▶ _Text provided_
---+---

Why Does My Tattoo Look Wet?
It’s been three or four weeks since you’ve gotten your new tattoo, and you couldn’t be happier. You listened to what your tattoo artist told you about aftercare. You’ve been applying a healing ointment multiple times a day, and you’ve been skipping your workouts and not swimming.
The best part of all of this is that your new tattoo looks great. A light scab is forming over the tattoo, and over the last few days, bits and pieces of the scab tissue are flaking off on their own.
But now you’re wondering what to do because your tattoo has gone from wrinkly to scabby, to shiny. Your new tattoo looks wet. Don’t panic because a wet tattoo marks the beginning of a new, discrete phase in the healing process.
What A Wet Tattoo Might Mean
To comprehend what a wet tattoo means, you have to understand what’s happening with your body’s natural healing response to your new tattoo. Call it body art, call it a tattoo, call it a skin illustration. Any tattoo, large or small, is a sustained, traumatic skin injury.
You’re subjecting your skin to countless tiny needle pricks, often for hours at a time. If you’ve gone all-in and have gotten a larger or more elaborate tattoo, you’re going to be in the chair for days, weeks or months until your tattoo is complete.
The Role Of Your Immune System In The Healing Process
Naturally, your immune system gets involved in the body’s reaction to all of this. As the needle moves over your skin, it pricks your skin and injects ink into the dermis, the second layer of skin. In response to this sustained trauma, the top layer of skin on the tattooed area (the epidermis) falls off.
Your bone marrow then begins to produce platelets, which rush from the bone marrow to the skin’s traumatized area, where they form an interlocking network that covers the new tattoo. This interlocking network of platelets forms a scab, which falls off and reveals the new, pigmented skin after a time.
A Wet Tattoo Is Nothing To Worry About
Your tattoo has a wet and shiny appearance at this stage because it hasn’t started to exfoliate yet. Exfoliation is something that happens naturally to your skin every day. Heat, friction, changes in humidity or the weather all cause your skin to exfoliate or shed the outermost layer of dead or damaged skin cells.
If you’ve had your tattoo for some weeks, and you’ve reached the shiny tattoo stage, it means the trauma is over. As the scab layer continues to fall away and the new skin emerges, it needs a little time (usually around 14 days), before it begins to exfoliate like normal skin.
As the healing process continues and the tattooed area of your skin reaches a point where it can exfoliate naturally, the wet and shiny appearance of your tattoo will begin to take on a more normal, matte appearance.

---+---

▶ _Supplied entries_
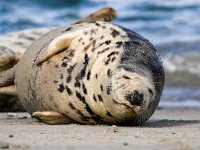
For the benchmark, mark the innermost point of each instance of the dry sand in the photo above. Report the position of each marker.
(177, 129)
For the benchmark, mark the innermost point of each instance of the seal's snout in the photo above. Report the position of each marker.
(135, 98)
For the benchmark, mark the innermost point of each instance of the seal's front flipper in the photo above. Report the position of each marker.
(51, 117)
(60, 43)
(8, 90)
(7, 77)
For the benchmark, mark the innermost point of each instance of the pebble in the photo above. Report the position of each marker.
(4, 145)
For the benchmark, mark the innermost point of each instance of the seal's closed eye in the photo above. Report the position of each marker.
(135, 98)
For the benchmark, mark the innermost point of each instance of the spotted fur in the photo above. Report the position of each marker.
(93, 72)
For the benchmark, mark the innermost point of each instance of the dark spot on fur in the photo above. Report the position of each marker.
(68, 29)
(82, 117)
(102, 37)
(126, 77)
(69, 71)
(56, 66)
(85, 32)
(92, 31)
(93, 45)
(112, 53)
(104, 50)
(150, 91)
(119, 44)
(95, 117)
(107, 61)
(94, 97)
(72, 106)
(91, 38)
(115, 33)
(135, 98)
(55, 81)
(88, 75)
(109, 73)
(84, 88)
(97, 24)
(113, 59)
(86, 47)
(64, 64)
(100, 98)
(107, 42)
(68, 90)
(61, 76)
(80, 39)
(82, 73)
(61, 88)
(101, 87)
(108, 90)
(109, 114)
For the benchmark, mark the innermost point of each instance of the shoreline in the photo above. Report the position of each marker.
(166, 129)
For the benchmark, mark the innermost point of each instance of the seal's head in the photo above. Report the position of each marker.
(132, 90)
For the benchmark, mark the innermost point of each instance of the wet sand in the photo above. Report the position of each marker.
(167, 129)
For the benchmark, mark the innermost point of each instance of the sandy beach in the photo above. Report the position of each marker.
(167, 129)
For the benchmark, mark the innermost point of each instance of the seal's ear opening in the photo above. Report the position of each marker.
(59, 44)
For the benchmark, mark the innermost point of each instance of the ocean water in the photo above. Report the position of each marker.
(173, 26)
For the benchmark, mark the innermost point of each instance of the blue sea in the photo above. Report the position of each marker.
(173, 26)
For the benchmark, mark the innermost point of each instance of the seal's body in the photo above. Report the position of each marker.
(90, 73)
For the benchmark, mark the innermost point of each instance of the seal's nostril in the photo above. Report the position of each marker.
(135, 98)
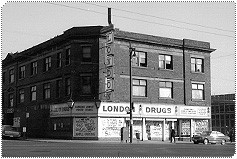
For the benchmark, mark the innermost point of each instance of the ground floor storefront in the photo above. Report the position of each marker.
(105, 120)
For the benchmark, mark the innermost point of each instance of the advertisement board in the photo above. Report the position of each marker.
(85, 127)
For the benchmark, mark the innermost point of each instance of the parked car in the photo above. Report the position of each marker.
(211, 137)
(9, 131)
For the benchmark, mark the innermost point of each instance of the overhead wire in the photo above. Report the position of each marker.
(148, 15)
(88, 10)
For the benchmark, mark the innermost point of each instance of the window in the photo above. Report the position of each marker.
(166, 89)
(3, 77)
(12, 76)
(33, 93)
(197, 65)
(59, 59)
(21, 95)
(86, 54)
(86, 84)
(68, 53)
(11, 96)
(34, 68)
(139, 88)
(68, 86)
(47, 91)
(47, 63)
(197, 91)
(58, 88)
(140, 59)
(165, 62)
(22, 72)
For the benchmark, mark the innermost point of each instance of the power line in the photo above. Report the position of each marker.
(148, 15)
(142, 20)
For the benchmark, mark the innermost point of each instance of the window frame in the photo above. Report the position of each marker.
(89, 58)
(11, 75)
(68, 57)
(68, 90)
(164, 62)
(195, 65)
(33, 93)
(21, 96)
(136, 61)
(34, 68)
(88, 84)
(47, 63)
(59, 59)
(198, 89)
(139, 87)
(167, 85)
(47, 91)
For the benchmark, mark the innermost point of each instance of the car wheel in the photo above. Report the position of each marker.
(222, 142)
(205, 141)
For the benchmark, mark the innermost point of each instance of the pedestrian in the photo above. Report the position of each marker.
(172, 135)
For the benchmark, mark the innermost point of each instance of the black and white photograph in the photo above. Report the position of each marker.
(118, 79)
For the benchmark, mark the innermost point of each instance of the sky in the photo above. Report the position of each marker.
(26, 24)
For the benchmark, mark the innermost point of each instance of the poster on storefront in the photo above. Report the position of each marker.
(85, 127)
(110, 127)
(200, 126)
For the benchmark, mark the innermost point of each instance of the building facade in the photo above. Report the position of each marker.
(90, 66)
(223, 113)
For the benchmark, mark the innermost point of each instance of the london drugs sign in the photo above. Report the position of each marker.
(109, 62)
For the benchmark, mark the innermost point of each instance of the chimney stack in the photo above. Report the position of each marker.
(109, 16)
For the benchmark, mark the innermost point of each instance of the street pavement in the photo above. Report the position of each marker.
(89, 148)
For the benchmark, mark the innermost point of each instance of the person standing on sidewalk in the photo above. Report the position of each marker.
(172, 135)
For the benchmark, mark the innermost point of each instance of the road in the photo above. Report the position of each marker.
(19, 148)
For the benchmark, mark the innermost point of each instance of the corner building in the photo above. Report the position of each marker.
(90, 65)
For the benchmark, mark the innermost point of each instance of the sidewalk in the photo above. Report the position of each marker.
(104, 141)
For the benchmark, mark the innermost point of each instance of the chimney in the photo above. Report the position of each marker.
(109, 16)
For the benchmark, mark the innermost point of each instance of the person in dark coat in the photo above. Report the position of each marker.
(172, 135)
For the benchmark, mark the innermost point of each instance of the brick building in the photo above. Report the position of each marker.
(223, 113)
(90, 65)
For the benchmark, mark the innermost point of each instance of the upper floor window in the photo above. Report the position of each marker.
(139, 88)
(86, 54)
(33, 93)
(59, 59)
(166, 89)
(86, 84)
(165, 62)
(197, 65)
(58, 88)
(22, 72)
(11, 97)
(47, 91)
(140, 59)
(11, 75)
(68, 58)
(68, 86)
(47, 64)
(21, 95)
(198, 91)
(34, 68)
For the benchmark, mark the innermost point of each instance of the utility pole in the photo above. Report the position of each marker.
(131, 54)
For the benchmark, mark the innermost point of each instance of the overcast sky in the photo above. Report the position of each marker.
(26, 24)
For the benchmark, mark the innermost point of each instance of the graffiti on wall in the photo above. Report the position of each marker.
(111, 127)
(85, 127)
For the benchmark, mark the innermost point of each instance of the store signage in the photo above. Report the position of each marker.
(109, 63)
(84, 127)
(195, 111)
(78, 109)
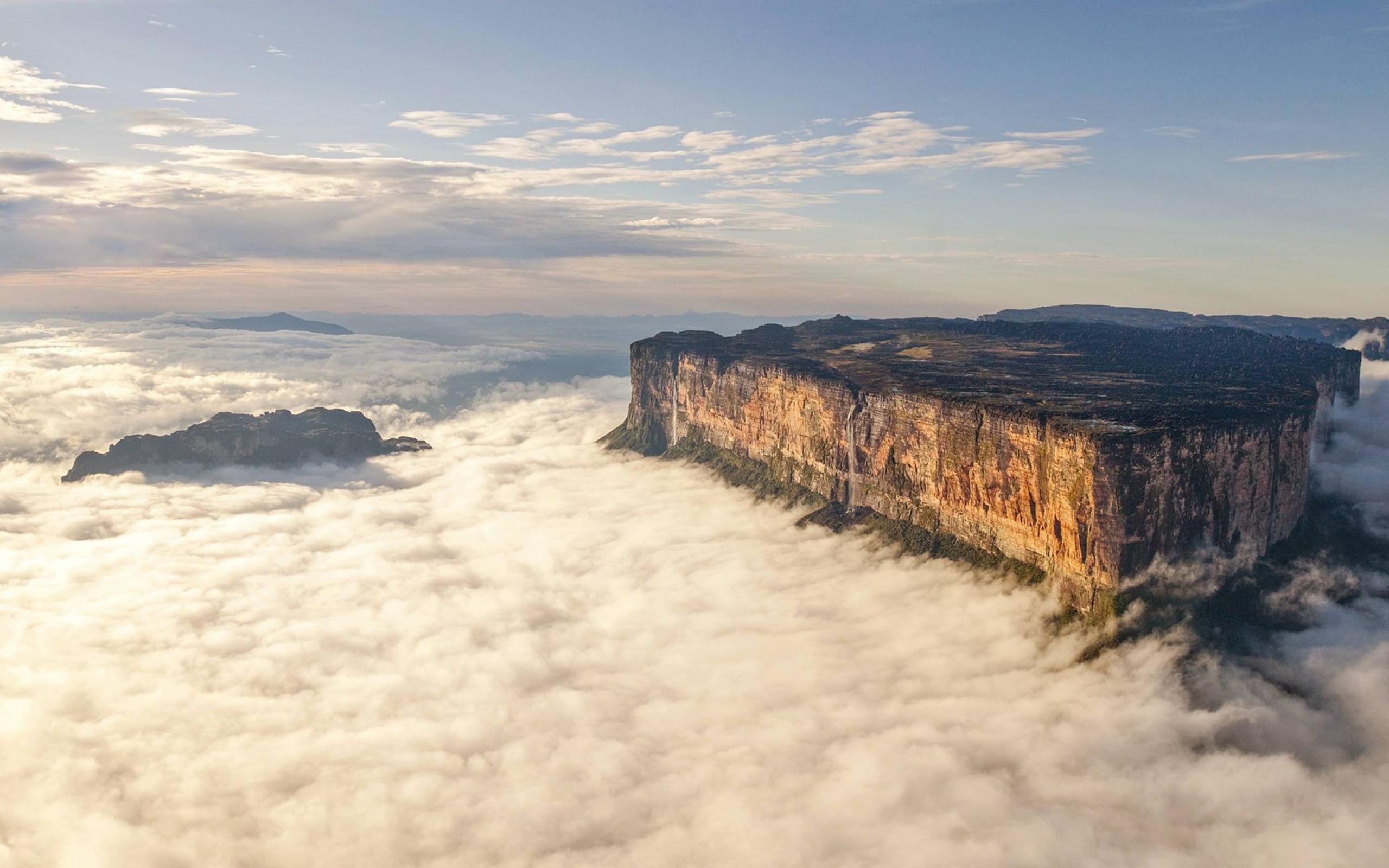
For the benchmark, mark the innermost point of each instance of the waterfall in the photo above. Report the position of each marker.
(853, 455)
(676, 406)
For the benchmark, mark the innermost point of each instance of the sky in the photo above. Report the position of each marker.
(763, 157)
(523, 649)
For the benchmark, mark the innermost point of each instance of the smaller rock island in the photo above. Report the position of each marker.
(271, 439)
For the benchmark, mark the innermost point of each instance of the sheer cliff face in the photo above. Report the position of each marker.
(1088, 500)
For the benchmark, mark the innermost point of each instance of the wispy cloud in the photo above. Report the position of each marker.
(356, 149)
(1176, 132)
(159, 123)
(187, 92)
(24, 93)
(447, 124)
(1296, 157)
(1063, 135)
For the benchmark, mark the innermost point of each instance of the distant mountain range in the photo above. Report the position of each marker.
(1323, 330)
(274, 323)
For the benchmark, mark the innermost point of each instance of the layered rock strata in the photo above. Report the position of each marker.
(1085, 450)
(271, 439)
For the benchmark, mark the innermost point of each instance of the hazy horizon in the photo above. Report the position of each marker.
(880, 159)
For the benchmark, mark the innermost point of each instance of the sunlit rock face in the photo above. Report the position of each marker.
(1085, 450)
(271, 439)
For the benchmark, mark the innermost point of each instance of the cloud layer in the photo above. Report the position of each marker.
(523, 650)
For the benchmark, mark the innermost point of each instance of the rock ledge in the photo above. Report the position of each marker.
(273, 439)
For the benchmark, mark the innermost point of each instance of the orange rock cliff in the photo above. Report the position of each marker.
(1084, 450)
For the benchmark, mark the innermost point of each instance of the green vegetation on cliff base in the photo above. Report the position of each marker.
(906, 537)
(747, 474)
(645, 438)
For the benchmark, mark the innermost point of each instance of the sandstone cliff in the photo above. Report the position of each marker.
(271, 439)
(1082, 450)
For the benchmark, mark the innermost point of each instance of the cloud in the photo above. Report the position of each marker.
(1177, 132)
(1296, 157)
(447, 124)
(21, 113)
(521, 649)
(1063, 135)
(26, 93)
(673, 222)
(353, 149)
(196, 205)
(187, 92)
(1356, 465)
(159, 123)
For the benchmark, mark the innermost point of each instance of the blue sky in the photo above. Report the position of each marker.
(1219, 156)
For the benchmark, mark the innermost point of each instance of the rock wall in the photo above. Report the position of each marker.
(1087, 502)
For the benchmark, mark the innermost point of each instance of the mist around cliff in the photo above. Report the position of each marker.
(523, 650)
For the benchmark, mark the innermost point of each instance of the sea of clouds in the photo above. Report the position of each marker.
(520, 649)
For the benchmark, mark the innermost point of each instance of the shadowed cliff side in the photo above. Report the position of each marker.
(1081, 452)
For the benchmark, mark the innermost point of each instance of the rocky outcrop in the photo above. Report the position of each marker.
(271, 439)
(1082, 450)
(1323, 330)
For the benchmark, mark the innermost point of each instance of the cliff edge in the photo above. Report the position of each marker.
(1085, 450)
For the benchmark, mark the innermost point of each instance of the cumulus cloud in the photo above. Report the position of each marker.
(159, 123)
(1356, 465)
(28, 92)
(74, 386)
(205, 205)
(521, 649)
(447, 124)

---+---

▶ _Task to carry out_
In one to three sentences, explain why the text on wet-looking tattoos says a healing tattoo can turn wet and shiny.

▶ _Task result_
The tattoo looks wet and shiny because the new skin revealed as the scab falls away has not yet begun to exfoliate. This new skin usually needs around 14 days before it starts shedding its outer layer like normal skin. Once it can exfoliate naturally, the shine gives way to a more normal, matte appearance.